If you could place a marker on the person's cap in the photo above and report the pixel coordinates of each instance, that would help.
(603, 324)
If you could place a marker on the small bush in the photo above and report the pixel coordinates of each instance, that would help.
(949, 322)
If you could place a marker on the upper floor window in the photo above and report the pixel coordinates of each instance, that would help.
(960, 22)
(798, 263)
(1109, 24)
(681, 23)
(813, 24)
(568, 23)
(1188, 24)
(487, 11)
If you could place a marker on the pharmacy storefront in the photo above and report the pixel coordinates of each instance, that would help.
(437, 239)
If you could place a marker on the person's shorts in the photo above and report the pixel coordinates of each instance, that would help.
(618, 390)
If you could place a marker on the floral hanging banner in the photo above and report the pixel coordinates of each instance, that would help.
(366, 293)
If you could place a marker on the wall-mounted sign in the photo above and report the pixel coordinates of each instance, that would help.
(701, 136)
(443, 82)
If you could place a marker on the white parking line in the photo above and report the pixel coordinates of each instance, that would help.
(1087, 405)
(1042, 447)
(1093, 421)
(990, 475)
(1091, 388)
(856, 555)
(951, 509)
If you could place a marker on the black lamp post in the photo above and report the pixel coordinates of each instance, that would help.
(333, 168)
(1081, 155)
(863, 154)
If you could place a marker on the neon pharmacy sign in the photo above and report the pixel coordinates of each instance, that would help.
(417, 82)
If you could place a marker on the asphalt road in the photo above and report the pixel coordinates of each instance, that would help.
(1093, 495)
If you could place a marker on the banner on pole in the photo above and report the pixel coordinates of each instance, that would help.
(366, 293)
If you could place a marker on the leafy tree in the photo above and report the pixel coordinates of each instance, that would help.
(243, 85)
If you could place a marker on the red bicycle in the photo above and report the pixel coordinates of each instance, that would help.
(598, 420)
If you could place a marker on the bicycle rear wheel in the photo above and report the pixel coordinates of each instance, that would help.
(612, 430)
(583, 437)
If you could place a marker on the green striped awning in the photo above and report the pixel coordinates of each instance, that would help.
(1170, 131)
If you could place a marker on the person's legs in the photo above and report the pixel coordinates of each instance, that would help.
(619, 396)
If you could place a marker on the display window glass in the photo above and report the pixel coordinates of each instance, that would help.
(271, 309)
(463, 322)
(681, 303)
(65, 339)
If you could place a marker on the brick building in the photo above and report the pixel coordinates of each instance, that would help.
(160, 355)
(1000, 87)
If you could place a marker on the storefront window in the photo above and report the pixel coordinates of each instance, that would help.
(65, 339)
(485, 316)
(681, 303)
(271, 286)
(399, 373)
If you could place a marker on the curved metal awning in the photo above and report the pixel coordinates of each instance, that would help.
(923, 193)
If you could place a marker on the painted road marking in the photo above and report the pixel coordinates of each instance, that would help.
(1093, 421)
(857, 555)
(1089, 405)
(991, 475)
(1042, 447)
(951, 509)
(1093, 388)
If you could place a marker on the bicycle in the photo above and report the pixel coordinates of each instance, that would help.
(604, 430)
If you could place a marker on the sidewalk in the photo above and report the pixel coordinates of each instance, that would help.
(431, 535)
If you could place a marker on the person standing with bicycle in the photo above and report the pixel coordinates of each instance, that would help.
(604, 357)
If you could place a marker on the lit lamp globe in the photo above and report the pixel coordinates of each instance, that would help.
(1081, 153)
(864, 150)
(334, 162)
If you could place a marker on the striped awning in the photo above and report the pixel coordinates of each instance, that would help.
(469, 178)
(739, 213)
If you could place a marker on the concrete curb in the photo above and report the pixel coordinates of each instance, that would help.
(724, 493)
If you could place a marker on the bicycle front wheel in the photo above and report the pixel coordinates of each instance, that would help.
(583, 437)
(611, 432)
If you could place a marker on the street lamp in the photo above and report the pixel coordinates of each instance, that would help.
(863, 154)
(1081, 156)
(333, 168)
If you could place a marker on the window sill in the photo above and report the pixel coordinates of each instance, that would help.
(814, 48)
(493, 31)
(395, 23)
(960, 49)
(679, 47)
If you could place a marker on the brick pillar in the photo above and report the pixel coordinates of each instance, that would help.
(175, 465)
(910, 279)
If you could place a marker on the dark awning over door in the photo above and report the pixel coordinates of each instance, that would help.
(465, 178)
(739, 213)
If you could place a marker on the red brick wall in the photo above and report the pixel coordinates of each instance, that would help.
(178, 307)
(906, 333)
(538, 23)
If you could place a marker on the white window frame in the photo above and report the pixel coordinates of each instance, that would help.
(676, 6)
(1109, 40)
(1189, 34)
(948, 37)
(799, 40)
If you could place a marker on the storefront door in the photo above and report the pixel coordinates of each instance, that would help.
■ ■ ■ ■ ■ ■ ■
§ **Exercise**: Complete, exact output of the records is expected.

§ **Result of the exercise**:
If you could place a marker on the person's cap in the photo above and report the pixel coordinates of each instance, that would help.
(603, 324)
If you could place a marker on the small bush in the photo above and report the pixel coordinates of each instance, that would help.
(949, 322)
If you could place a marker on the upper floor window in the photo above and report the pixel coordinates of each instance, that would help.
(960, 22)
(798, 263)
(1109, 24)
(681, 23)
(813, 24)
(568, 23)
(1188, 24)
(487, 11)
If you could place a marker on the pharmacy storefront in the photo above and report the pixel coordinates of each instance, that would help.
(437, 239)
If you could place a marker on the person's shorts in the photo above and report the pixel coordinates of each instance, that would help.
(618, 390)
If you could place a marker on the floral hanging banner in the photo above and report the pixel coordinates of each instance, that would help.
(366, 293)
If you could place a marker on the wall-mounted sign in the photo above and report the pixel coordinates of each instance, that would help.
(701, 136)
(443, 82)
If you could place a marker on the white parking line in the photo above and report the pixel coordinates of each instance, that would help.
(1087, 405)
(1042, 447)
(1093, 421)
(990, 475)
(1091, 388)
(856, 555)
(951, 509)
If you could place a marker on the black lamp post in the photo above and report the pixel coordinates of each instance, that would help.
(333, 168)
(1081, 155)
(863, 154)
If you could place a marker on the neon pharmacy sign in the photo above and report the pixel coordinates of each instance, that would help.
(417, 82)
If you could place a marker on the asphalt road in the photo above and report the pixel coordinates of each instance, that would help.
(1093, 495)
If you could place a marker on the banner on pole in the photo above and report the pixel coordinates of each instance, that would help.
(366, 293)
If you could place a marker on the leafy tree in the photo above and report the pixel coordinates of each instance, that would help.
(243, 85)
If you could place a marker on the red bicycle in the photo above and report the pixel coordinates of each instance, that would help.
(598, 420)
If you could place a marker on the bicycle rear wheel in the photo above and report the pixel coordinates of each instance, that would help.
(612, 430)
(583, 437)
If you could place a marker on the green striped awning in the photo above and report the pixel coordinates of each instance, that would help.
(1170, 131)
If you could place a marker on the person's legs in the photo above and report the pixel coordinates of each instance, that would help.
(619, 396)
If you could place a marker on the display window glass in the photo above and report the pixel coordinates of each instance, that would help.
(271, 309)
(463, 322)
(681, 303)
(65, 339)
If you could place a marker on the brick building in the photo above and report the pixel coordinates of each instance, that would help.
(160, 355)
(1000, 87)
If you could place a marker on the storefront window in the photo above and report the pixel coordinates of each instance, that would help.
(65, 339)
(485, 316)
(681, 303)
(271, 286)
(399, 373)
If you could place a marker on the curved metal awning in the photo above and report the pixel coordinates of each instance, that would help.
(923, 193)
If you could place a marker on the painted road marking in the photo above and report the pixel coordinates of each instance, that would help.
(1093, 421)
(857, 555)
(1089, 405)
(991, 475)
(1042, 447)
(951, 509)
(1093, 388)
If you could place a marker on the bicycle in the photo above and report the pixel coordinates of each instance, that would help.
(604, 430)
If you could place a marker on the sidewalk in the photo above and report the pixel coordinates of each instance, that would help.
(431, 535)
If you could place a marker on the person standing with bicycle in the photo above and report the pixel coordinates of each instance, that would help.
(604, 357)
If you could place a marker on the lit lamp globe in the photo above and report the pixel coordinates of each instance, that would help.
(1081, 153)
(864, 150)
(334, 162)
If you could place a marker on the striped awning in the photo above and report the pixel coordinates of each instance, that would help.
(469, 178)
(739, 213)
If you could place a marker on the concrete curb in the photo above and report the pixel coordinates of each instance, that would help.
(724, 493)
If you could place a marker on the bicycle front wheel in the photo above and report the pixel coordinates of each instance, that would help.
(583, 437)
(611, 432)
If you could place a marker on the street lamp in the photo above and report the pixel coordinates of each instance, that would help.
(863, 154)
(1081, 156)
(333, 168)
If you could place a marker on the window sill in the photo above and report the pixel coordinates of each instance, that would help.
(814, 48)
(493, 31)
(395, 23)
(960, 49)
(679, 47)
If you could place a marker on the brick pillar in the photo above and report the pixel coordinates of each instance, that would help.
(175, 465)
(910, 279)
If you could place a marker on the dark awning over door in the photo above and report the pixel coordinates of each instance, that would help.
(465, 178)
(739, 213)
If you could place a marker on the red brick wall in the photo above and report the pixel coordinates of each instance, that would help.
(178, 307)
(906, 333)
(538, 23)
If you could place a marker on the white window frame in the photo above and report the pixel coordinates of each instance, that would help.
(676, 6)
(1109, 40)
(1189, 34)
(948, 37)
(799, 40)
If you could place a marker on the storefront door in the photo above and report the pixel coordinates of each instance, that would help.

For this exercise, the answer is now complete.